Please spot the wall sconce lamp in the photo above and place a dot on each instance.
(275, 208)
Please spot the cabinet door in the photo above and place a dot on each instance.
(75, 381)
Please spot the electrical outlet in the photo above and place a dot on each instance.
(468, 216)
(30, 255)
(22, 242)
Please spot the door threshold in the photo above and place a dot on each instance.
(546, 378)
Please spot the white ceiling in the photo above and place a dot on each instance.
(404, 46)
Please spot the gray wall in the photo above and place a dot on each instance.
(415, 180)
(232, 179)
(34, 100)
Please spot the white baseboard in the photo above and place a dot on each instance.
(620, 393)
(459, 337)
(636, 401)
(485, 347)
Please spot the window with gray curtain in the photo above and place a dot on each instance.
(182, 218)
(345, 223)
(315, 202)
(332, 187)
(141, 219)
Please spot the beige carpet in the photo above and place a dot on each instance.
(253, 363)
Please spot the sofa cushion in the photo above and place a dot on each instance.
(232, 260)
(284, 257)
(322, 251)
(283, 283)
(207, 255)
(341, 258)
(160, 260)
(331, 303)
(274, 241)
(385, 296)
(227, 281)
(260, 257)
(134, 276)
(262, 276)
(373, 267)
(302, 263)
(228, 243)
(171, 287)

→ **Exercise description**:
Rescale the material above by copying all of it, requests included. Multiply every coordinate in the answers by 1.05 and round each result to a whole number, with halves rounding up.

→ **Solution to this task**:
Please spot the wall sconce lamp in the photo above and place a dot on each instance.
(289, 218)
Please spot the cabinet door in the photo above and place a dot on each instance.
(79, 400)
Please spot the electrical outlet in the photo above and place a dot on each instance.
(491, 227)
(32, 268)
(23, 254)
Please spot the door threshold in the photo above and place a dot on each instance.
(573, 397)
Please spot the white ceiling in the photo above and place a dot on each instance.
(424, 48)
Please spot the gray wall in the photo above and place a dot on each instance.
(436, 189)
(244, 188)
(36, 105)
Please spot the white baseboard in the photo above and place a dot on each instance.
(651, 413)
(482, 354)
(668, 421)
(509, 364)
Please spot the window with gray curtain in the photo above and place a dot on each instance.
(191, 229)
(362, 234)
(331, 212)
(349, 196)
(148, 230)
Please spot the beige carpet in the photo above and place a dot on each instance.
(266, 381)
Please spot the sofa cushion in the photo above and place a dot on each instance.
(244, 273)
(298, 270)
(338, 264)
(297, 297)
(217, 268)
(358, 271)
(168, 273)
(348, 318)
(288, 253)
(404, 311)
(238, 295)
(273, 270)
(141, 290)
(275, 290)
(392, 280)
(317, 276)
(239, 255)
(180, 301)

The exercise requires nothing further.